(Text excerpt)
Considering buying a home? Take advantage of low prices and interest rates in 2009

By Tara-Nicholle Nelson, Esq., FrontDoor.com | Published: 12/01/2008

The real estate market differs from the stock market in (at least) one particularly important way. Market conditions do not affect all consumers identically. When people say that the real estate market is "bad," they usually mean it's bad for sellers. By definition, a market that is bad for sellers is good for buyers. From that perspective, all the catastrophic housing market headlines and statistics we've seen in 2008 could actually be read as banners advertising some incredible opportunities for buyers!

It's hard to succinctly articulate what it is about the 2008 market that made it such a buyer bonanza; the list of reasons is too long. Nearly every factor that impacts whether the market is favorable to buyers or sellers turned in favor of buyers this year, cumulatively creating a perfect storm of buyer-friendly market conditions that made 2008 the best buyer's market for real estate in recorded economic history:

  • Falling prices reset the affordability of homes nearer to alignment with the average family's income;
  • Increased inventory of homes on the market -- including bank-owned foreclosure and short sale listings -- meant more choices for buyers and more competition/longer market times for sellers;
  • Interest rates fell from the mid-7-percent range, to the 6-percents, and now are hovering in the high 5's (with the Fed clucking about more possible reductions before year's end); and
  • While mortgages were harder to get than in recent years past, buyers with decent credit scores and as little as 3 percent downpayments could qualify for great rates on 30-year-fixed government-insured loans, making getting a loan still much easier for the average buyer than it was in past down cycles.

(Data supplied)
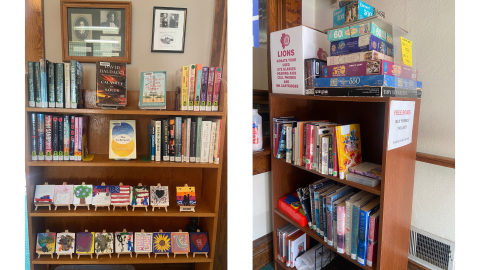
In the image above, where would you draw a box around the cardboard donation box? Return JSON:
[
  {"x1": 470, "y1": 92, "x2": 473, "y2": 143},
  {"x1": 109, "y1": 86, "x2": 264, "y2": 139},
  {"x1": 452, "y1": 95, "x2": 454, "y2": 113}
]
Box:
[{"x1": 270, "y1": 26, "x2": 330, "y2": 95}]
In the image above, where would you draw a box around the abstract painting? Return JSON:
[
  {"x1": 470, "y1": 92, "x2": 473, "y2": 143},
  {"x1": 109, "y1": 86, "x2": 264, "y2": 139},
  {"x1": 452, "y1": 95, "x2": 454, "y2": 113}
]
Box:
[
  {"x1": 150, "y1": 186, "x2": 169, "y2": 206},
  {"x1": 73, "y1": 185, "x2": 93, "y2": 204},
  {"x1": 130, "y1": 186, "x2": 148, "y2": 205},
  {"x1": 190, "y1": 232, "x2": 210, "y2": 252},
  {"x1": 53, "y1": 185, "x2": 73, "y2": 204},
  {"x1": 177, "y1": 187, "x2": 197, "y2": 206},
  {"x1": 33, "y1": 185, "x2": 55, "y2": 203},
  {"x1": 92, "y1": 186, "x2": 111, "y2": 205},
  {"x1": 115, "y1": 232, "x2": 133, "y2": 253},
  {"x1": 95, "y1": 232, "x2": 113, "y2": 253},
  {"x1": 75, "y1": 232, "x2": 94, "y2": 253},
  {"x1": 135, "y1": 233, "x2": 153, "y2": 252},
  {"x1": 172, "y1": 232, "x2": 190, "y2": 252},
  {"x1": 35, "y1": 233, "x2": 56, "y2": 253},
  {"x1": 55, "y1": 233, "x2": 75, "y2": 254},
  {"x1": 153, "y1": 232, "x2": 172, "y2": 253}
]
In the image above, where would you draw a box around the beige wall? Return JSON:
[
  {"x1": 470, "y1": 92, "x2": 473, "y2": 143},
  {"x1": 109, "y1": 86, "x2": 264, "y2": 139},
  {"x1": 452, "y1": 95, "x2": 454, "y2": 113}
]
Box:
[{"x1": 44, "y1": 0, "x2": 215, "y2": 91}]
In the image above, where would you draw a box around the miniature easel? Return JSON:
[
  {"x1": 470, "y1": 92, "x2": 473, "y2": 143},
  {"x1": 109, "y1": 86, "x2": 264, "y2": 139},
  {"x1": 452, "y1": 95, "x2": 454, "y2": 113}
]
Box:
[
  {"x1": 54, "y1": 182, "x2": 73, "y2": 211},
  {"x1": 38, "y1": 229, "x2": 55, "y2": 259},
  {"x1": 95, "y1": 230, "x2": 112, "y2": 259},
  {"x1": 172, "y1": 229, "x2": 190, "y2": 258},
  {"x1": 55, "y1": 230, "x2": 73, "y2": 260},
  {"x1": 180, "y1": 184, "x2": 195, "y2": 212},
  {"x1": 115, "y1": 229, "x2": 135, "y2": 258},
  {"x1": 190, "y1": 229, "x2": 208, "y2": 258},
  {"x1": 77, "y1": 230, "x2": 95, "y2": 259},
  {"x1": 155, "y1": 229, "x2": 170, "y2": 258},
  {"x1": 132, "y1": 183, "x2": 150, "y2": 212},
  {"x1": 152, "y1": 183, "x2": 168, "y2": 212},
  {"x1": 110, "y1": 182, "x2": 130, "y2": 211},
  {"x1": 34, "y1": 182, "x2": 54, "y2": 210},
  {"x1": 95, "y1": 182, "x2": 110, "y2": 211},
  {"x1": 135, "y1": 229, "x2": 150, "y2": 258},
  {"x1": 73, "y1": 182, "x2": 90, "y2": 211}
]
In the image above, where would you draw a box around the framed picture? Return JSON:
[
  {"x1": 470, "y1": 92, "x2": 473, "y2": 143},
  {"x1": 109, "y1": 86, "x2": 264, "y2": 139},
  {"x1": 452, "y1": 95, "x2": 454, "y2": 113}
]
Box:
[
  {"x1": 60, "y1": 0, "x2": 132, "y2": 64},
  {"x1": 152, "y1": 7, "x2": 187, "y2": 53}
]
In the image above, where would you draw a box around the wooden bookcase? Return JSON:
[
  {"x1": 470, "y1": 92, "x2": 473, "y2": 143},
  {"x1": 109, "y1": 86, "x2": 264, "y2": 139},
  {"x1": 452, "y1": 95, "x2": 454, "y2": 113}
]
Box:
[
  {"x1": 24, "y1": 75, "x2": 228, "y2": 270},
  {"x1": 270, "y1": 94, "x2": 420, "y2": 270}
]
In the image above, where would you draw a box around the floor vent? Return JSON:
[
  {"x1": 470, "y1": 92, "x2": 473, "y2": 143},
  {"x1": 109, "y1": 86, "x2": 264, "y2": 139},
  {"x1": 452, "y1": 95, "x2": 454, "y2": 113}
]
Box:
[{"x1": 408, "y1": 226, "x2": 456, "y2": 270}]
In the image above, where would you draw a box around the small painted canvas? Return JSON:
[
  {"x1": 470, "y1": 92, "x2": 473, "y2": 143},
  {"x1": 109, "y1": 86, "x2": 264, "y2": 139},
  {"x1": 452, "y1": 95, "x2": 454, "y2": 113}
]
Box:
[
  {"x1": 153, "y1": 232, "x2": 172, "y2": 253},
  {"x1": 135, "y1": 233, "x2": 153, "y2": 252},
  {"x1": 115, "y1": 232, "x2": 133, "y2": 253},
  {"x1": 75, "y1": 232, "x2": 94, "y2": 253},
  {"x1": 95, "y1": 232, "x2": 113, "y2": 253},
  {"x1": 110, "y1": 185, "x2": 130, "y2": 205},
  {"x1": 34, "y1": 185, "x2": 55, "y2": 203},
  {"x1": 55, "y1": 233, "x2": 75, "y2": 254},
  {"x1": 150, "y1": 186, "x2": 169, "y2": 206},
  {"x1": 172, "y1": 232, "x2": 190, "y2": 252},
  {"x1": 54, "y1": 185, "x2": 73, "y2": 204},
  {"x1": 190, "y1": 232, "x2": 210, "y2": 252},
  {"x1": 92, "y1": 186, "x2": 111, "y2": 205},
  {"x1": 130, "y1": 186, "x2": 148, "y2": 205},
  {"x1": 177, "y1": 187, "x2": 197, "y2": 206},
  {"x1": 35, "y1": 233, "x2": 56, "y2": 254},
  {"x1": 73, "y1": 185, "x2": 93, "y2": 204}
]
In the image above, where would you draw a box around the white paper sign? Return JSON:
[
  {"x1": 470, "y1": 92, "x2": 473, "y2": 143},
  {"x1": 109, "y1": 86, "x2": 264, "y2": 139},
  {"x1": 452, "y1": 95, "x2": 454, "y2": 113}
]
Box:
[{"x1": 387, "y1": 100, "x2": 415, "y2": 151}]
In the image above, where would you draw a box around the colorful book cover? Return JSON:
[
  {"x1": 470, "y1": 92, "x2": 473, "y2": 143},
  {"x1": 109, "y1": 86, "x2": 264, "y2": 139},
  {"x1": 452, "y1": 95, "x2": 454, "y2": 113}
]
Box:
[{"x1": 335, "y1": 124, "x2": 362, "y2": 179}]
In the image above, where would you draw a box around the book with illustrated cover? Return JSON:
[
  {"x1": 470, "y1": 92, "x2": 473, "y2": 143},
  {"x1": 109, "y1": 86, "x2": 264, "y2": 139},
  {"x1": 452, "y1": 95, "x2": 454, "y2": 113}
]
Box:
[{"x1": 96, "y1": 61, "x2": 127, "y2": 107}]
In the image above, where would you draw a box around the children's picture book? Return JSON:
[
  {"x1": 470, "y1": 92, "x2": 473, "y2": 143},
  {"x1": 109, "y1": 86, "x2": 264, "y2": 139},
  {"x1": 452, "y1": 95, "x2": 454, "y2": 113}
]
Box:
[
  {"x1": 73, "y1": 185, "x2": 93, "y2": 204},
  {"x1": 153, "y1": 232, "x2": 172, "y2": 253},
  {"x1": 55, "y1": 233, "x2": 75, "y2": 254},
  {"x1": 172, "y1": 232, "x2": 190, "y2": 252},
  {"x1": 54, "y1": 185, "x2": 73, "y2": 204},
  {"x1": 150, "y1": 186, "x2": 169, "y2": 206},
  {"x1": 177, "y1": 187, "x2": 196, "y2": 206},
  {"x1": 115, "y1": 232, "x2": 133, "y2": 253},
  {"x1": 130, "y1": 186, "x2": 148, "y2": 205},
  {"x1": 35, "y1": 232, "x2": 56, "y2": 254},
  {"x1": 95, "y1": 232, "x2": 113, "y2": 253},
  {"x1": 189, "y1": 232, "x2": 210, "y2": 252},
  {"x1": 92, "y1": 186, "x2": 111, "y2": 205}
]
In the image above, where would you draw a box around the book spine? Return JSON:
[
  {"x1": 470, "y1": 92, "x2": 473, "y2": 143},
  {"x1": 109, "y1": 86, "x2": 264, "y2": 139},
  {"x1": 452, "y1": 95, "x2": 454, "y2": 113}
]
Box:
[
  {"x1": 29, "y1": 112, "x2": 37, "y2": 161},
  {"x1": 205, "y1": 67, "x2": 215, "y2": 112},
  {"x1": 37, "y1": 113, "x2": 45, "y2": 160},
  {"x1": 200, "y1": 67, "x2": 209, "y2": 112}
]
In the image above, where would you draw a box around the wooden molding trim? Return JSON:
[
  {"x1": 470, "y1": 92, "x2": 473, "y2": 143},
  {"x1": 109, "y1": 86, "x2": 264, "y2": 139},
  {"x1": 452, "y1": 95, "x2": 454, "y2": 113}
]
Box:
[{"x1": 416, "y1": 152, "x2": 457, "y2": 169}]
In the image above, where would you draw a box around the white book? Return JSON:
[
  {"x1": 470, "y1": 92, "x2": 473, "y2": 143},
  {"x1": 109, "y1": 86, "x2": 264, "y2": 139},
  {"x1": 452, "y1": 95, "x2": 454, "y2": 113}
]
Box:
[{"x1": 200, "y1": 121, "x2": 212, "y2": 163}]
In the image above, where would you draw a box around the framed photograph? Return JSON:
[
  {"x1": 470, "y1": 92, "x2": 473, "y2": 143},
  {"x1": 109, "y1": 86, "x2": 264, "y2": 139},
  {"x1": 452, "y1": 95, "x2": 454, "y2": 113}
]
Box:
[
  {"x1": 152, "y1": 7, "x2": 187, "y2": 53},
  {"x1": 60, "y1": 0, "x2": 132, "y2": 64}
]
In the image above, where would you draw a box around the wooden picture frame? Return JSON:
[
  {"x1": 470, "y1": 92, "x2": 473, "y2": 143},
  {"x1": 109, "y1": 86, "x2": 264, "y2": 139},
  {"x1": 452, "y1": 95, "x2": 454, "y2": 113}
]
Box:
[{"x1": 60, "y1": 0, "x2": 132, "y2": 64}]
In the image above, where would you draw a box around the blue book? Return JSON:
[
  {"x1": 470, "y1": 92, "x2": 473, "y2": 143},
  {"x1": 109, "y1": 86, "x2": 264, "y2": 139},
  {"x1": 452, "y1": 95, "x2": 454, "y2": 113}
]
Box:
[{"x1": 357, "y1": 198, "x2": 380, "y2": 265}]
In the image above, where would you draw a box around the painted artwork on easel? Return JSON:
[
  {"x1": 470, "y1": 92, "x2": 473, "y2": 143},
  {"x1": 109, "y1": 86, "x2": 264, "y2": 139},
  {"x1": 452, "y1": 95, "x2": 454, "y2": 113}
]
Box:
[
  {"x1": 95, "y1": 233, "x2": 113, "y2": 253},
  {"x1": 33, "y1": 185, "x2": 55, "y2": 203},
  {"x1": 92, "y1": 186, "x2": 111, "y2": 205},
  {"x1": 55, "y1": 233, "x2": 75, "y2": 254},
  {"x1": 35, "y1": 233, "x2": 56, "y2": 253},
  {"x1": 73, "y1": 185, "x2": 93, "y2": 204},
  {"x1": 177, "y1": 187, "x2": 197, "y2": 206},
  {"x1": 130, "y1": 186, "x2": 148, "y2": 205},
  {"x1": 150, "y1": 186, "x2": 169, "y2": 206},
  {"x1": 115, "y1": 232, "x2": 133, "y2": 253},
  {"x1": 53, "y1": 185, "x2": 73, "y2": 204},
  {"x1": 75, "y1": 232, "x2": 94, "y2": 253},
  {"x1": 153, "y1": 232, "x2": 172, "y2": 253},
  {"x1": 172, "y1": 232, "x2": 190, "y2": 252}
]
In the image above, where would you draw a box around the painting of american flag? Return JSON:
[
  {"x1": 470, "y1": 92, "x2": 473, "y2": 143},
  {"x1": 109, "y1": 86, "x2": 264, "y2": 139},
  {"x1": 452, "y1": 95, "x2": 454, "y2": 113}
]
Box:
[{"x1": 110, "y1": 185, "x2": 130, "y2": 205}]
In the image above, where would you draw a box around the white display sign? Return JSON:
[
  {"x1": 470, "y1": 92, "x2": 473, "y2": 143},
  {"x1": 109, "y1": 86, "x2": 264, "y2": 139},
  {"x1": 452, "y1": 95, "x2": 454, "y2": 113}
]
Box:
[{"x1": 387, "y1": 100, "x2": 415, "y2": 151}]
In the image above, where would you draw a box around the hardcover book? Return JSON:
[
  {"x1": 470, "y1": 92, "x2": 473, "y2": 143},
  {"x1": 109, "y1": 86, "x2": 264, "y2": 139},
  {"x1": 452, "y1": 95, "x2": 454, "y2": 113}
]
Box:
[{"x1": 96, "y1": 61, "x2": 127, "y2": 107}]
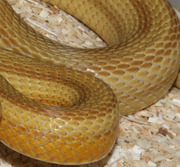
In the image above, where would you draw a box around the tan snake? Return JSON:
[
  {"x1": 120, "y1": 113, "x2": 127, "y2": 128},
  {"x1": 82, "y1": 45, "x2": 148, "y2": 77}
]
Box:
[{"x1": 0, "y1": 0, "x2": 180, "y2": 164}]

(Actions to take)
A: According to the home-buying article, how small a down payment could buyers with decent credit scores make and still qualify for great rates on 30-year-fixed government-insured loans?
B: Please reproduce the home-buying article word for word, from "Considering buying a" up to and including "opportunities for buyers!".
C: Resume the home-buying article at the point where it stops.

(Final results)
A: As little as 3 percent.

B:
Considering buying a home? Take advantage of low prices and interest rates in 2009

By Tara-Nicholle Nelson, Esq., FrontDoor.com | Published: 12/01/2008

The real estate market differs from the stock market in (at least) one particularly important way. Market conditions do not affect all consumers identically. When people say that the real estate market is "bad," they usually mean it's bad for sellers. By definition, a market that is bad for sellers is good for buyers. From that perspective, all the catastrophic housing market headlines and statistics we've seen in 2008 could actually be read as banners advertising some incredible opportunities for buyers!

C:
From tax credits to Fed rate reductions to loan modifications and foreclosure moratoria, proposed solutions to the housing crisis abound. Though everyone hopes these tactics succeed, they are likely to take a good portion of 2009 to take effect, meaning that the best buyer's market ever could still have a good few months or even the greater part of a year.

A number of indicators suggest that buyers may have at least the better part of 2009 to get in on good prices and great interest rates:

  • Foreclosures still to come. Lest you think foreclosures have already wreaked as much havoc as possible on the housing market, know that FDIC Secretary Sheila Bair predicts that as of November 2008, there are another 4.4 million foreclosure prone mortgages with rates and payments scheduled to reset between now and 2011. Even with optimal governmental and lender intervention, expect to see another 3 million foreclosures nationwide. These properties will continue to provide seller competition and downward price pressure on the housing inventory.
  • Interest rates. Though the Fed has slashed interest rates repeatedly throughout 2008, it is expected to slash them by another half point at its Dec. 16, 2008, rate-setting meeting, and to keep them low or continue to lower them throughout 2009 to do what it can to keep credit flowing.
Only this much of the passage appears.